> _YOUR GOAL_
Put the material from the line with "point: one pixel per instance, each like <point>478,411</point>." up to and including the line with "<point>177,371</point>" into a two-column CSV with columns text and answer. Give one row per text-and-answer pair, with each value in its own quoted field and line breaks changed to spaces.

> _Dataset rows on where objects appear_
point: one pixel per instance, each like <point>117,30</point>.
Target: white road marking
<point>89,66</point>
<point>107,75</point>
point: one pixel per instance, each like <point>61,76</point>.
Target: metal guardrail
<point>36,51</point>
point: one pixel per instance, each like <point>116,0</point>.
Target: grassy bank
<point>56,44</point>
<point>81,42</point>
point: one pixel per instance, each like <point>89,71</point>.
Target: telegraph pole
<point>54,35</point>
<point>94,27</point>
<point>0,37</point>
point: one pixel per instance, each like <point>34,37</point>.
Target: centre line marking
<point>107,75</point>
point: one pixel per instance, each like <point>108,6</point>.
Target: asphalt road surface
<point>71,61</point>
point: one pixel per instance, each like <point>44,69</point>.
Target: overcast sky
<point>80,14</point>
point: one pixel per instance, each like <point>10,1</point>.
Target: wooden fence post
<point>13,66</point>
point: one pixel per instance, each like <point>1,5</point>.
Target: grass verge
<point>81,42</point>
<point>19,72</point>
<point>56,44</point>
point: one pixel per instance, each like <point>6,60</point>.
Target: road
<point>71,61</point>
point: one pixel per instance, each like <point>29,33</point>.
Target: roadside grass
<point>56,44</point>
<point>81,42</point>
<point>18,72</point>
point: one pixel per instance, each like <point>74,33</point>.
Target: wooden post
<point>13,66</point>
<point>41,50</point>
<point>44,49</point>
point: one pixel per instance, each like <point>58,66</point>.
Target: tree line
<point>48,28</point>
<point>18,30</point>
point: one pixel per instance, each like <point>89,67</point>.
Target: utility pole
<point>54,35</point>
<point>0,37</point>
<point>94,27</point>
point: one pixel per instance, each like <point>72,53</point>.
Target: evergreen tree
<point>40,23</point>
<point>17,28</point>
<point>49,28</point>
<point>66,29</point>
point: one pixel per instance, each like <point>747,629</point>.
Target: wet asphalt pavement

...

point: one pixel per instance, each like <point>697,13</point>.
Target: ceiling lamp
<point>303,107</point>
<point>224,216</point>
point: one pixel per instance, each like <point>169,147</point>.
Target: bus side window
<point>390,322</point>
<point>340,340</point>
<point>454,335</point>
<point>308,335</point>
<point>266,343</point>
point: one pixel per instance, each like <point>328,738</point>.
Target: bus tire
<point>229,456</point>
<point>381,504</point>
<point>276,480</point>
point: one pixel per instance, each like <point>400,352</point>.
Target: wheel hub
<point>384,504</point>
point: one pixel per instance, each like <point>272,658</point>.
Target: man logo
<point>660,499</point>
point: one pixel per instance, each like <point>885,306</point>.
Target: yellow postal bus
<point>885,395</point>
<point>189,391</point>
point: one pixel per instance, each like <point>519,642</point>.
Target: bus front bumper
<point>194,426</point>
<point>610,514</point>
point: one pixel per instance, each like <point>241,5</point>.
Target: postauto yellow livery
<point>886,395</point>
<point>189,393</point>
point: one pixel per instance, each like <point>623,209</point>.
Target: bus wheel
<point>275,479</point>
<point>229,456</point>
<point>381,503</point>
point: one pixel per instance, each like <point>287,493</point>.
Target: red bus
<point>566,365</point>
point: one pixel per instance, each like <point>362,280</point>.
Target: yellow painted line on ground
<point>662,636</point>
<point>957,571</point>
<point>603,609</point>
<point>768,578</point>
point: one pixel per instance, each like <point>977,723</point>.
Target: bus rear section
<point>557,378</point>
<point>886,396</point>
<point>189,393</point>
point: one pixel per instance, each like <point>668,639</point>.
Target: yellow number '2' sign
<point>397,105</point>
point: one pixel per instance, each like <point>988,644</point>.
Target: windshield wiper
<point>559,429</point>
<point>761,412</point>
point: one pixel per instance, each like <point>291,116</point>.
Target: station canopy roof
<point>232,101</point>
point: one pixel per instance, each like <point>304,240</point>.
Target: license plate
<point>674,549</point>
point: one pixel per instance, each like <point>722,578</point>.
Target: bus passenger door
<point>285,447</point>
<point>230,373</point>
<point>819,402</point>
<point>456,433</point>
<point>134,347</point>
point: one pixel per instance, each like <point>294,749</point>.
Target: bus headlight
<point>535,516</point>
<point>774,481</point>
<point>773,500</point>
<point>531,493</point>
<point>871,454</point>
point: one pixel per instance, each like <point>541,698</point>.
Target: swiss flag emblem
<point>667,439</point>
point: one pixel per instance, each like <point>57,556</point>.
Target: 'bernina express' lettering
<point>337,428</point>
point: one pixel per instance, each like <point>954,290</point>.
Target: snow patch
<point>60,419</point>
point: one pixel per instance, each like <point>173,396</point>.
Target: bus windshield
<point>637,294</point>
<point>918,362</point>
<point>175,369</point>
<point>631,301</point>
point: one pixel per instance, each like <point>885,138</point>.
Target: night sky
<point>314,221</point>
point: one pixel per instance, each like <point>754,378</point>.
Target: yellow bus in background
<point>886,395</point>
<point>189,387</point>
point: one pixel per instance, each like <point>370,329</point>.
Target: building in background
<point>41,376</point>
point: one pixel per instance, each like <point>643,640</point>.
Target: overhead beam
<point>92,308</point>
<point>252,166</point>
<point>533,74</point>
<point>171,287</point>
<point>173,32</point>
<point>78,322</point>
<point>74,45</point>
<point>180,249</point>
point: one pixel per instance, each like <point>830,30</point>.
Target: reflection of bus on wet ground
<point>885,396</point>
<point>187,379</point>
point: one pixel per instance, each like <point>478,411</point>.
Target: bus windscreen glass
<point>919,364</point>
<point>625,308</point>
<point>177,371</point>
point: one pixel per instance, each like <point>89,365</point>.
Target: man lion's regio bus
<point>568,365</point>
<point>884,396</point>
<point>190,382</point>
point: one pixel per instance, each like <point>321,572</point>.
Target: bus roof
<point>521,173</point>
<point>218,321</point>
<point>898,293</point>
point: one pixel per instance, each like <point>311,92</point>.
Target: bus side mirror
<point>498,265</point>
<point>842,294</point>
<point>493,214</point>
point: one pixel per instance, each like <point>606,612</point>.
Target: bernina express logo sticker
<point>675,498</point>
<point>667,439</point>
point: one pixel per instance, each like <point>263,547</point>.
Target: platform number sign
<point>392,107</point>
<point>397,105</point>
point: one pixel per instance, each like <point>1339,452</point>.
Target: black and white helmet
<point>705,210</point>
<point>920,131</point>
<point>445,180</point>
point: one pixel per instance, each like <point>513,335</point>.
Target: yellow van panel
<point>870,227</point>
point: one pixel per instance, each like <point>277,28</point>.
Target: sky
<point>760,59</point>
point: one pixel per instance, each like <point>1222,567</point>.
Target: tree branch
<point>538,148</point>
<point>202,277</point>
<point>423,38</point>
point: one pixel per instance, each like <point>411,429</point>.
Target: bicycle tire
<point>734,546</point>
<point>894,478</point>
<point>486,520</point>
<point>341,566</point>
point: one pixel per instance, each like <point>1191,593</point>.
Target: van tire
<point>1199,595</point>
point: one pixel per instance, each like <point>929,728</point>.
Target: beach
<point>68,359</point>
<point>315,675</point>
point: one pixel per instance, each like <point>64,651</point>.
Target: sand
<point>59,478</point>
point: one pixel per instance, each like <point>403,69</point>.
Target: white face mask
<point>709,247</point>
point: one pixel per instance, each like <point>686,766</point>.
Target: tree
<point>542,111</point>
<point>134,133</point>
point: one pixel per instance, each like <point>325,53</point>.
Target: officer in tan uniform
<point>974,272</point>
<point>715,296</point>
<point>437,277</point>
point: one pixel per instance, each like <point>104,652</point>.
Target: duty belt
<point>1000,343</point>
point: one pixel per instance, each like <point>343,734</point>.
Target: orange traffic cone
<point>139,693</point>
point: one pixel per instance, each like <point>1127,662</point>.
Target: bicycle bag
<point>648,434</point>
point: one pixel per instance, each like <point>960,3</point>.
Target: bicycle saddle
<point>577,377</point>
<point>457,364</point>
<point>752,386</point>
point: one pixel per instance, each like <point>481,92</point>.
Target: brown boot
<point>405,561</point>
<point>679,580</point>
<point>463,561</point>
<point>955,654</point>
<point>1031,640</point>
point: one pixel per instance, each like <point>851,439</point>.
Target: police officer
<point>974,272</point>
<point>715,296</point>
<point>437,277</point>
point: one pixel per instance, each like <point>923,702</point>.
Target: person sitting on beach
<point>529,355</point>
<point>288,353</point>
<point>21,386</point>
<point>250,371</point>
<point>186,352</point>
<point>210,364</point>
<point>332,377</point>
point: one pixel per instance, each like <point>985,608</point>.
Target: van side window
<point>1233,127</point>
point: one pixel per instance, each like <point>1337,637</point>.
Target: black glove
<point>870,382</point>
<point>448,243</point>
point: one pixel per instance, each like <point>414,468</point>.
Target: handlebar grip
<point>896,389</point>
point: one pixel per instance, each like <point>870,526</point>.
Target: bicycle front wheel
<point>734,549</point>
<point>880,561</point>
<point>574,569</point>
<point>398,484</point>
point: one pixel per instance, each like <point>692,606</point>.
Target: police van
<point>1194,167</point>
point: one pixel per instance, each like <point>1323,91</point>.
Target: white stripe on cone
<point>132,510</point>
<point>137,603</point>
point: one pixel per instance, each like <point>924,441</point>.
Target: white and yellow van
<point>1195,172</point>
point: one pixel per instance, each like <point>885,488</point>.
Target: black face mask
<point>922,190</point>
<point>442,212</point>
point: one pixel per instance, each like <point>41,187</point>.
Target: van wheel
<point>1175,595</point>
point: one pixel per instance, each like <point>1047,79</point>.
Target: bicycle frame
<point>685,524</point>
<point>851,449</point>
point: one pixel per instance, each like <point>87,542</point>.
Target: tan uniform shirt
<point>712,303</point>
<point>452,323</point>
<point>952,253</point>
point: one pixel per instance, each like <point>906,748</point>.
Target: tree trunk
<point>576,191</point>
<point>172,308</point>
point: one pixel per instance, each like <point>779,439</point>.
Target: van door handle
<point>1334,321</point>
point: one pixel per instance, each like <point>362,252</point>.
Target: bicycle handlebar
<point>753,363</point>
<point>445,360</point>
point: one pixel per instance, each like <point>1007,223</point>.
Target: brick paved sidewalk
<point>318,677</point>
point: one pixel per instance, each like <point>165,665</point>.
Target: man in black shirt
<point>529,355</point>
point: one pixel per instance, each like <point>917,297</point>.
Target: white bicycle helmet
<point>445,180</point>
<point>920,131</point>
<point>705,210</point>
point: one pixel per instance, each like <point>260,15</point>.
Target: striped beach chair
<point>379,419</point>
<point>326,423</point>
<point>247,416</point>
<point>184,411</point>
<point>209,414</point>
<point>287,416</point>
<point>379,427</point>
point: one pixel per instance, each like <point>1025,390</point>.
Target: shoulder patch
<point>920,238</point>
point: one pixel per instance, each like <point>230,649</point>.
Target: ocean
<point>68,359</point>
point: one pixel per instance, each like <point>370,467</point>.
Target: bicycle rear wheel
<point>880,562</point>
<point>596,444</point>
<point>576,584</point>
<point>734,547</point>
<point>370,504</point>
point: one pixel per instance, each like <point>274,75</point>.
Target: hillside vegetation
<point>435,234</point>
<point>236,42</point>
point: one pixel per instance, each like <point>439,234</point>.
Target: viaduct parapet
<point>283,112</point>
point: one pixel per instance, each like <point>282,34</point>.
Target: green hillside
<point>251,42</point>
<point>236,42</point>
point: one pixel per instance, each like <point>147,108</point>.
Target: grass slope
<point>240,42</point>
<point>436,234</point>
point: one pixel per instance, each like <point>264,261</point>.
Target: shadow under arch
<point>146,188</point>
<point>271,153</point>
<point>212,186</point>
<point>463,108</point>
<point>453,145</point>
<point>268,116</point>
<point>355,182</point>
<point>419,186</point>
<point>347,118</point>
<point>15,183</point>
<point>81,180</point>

...

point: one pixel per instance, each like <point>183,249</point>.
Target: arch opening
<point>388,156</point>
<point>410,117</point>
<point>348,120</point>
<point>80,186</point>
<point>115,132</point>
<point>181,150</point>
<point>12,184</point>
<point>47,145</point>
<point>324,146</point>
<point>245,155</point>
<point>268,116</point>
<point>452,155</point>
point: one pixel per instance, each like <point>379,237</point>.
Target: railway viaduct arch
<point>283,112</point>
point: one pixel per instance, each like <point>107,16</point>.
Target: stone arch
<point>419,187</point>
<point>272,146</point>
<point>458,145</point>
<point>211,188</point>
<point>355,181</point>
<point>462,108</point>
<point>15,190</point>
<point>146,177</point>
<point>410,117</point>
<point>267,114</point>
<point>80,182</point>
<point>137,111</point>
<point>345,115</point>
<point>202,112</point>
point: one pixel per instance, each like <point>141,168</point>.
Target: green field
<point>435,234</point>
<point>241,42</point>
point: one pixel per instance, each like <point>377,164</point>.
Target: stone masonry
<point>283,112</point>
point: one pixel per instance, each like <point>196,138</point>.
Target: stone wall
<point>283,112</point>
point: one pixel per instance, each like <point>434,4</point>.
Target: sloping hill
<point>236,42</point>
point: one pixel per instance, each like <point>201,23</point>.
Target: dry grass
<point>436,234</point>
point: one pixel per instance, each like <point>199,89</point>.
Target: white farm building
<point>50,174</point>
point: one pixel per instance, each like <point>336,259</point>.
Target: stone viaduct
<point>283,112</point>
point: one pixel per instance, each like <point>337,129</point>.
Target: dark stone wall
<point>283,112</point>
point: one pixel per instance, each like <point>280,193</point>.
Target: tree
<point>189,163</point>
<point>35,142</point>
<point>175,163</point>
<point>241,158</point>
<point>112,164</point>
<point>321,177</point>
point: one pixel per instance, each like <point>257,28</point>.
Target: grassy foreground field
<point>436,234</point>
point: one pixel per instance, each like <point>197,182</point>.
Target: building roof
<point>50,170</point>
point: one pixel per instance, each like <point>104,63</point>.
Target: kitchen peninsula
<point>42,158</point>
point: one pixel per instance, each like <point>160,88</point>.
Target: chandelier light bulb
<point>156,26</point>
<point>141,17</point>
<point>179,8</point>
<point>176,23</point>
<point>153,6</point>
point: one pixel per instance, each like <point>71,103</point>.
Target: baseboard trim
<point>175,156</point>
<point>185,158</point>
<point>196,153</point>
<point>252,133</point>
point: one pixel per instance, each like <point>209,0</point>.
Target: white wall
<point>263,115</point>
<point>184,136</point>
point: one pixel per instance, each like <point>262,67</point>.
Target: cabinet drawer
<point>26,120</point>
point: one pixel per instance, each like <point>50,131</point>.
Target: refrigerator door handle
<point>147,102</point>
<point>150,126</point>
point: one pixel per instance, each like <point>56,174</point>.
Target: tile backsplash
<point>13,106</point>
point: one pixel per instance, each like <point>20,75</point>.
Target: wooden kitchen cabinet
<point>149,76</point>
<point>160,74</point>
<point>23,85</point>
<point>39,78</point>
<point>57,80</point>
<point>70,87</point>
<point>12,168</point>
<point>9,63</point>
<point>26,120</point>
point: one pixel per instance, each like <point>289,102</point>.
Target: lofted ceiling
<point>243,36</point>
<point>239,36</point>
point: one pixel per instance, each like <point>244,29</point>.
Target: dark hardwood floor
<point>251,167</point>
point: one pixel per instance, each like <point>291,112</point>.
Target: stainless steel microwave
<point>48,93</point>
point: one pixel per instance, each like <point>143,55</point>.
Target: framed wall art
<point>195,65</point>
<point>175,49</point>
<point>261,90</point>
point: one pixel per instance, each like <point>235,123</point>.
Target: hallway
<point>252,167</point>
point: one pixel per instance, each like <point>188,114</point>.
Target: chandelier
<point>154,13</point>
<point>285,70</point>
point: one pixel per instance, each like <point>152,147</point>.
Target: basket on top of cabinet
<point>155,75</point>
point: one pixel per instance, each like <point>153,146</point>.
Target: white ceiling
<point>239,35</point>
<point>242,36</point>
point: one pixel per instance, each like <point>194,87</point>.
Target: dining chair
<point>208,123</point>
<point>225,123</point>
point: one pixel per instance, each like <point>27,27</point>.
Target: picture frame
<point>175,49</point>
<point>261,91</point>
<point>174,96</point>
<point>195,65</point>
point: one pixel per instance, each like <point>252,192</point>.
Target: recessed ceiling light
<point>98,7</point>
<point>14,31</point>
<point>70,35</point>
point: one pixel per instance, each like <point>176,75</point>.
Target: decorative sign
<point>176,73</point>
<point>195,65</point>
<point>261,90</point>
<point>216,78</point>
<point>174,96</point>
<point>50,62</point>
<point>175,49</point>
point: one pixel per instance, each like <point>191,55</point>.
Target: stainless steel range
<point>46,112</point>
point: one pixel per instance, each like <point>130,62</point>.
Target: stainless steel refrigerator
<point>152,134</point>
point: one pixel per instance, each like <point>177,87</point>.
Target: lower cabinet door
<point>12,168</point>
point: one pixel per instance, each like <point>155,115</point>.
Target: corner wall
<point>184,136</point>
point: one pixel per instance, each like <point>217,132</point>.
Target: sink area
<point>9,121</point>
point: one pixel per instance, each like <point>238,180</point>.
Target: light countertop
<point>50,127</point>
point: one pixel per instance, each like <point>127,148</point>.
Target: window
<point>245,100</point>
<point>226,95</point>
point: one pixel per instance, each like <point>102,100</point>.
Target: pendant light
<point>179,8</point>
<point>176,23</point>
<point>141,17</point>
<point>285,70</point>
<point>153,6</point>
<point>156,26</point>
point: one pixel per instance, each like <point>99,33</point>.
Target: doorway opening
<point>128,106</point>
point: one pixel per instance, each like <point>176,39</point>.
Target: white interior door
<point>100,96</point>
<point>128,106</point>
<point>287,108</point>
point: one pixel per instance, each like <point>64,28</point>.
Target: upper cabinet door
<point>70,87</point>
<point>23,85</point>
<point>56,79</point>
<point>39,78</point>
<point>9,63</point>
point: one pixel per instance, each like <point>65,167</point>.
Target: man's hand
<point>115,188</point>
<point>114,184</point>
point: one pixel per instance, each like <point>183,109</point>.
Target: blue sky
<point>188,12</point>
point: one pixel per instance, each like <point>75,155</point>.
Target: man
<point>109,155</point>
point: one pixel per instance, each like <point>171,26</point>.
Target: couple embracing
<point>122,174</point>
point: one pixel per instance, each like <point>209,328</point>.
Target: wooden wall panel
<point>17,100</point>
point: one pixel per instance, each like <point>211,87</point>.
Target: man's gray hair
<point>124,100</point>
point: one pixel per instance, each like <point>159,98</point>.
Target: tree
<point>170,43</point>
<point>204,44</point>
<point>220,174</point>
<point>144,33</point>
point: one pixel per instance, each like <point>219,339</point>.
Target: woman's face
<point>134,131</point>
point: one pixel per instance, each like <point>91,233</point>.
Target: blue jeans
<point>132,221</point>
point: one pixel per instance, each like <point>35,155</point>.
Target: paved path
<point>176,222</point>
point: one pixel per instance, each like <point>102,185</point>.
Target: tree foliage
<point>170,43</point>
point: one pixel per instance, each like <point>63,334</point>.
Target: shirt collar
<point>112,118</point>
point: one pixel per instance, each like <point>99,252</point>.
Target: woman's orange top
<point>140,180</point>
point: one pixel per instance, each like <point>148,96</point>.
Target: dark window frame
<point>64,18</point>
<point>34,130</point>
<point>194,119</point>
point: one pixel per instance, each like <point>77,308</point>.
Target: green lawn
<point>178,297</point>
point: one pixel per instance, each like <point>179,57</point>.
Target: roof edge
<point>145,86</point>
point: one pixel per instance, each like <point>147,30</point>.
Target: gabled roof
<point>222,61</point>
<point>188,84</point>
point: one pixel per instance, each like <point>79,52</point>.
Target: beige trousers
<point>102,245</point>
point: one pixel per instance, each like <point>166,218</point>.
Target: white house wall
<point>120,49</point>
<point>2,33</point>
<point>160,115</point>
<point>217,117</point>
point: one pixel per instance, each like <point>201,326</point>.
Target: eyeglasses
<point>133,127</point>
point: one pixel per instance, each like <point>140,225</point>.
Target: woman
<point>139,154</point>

> _FINISHED ANSWER_
text,answer
"point: one pixel per instance, each like <point>478,411</point>. Target: bus windscreen glass","<point>919,364</point> <point>625,308</point> <point>177,371</point>"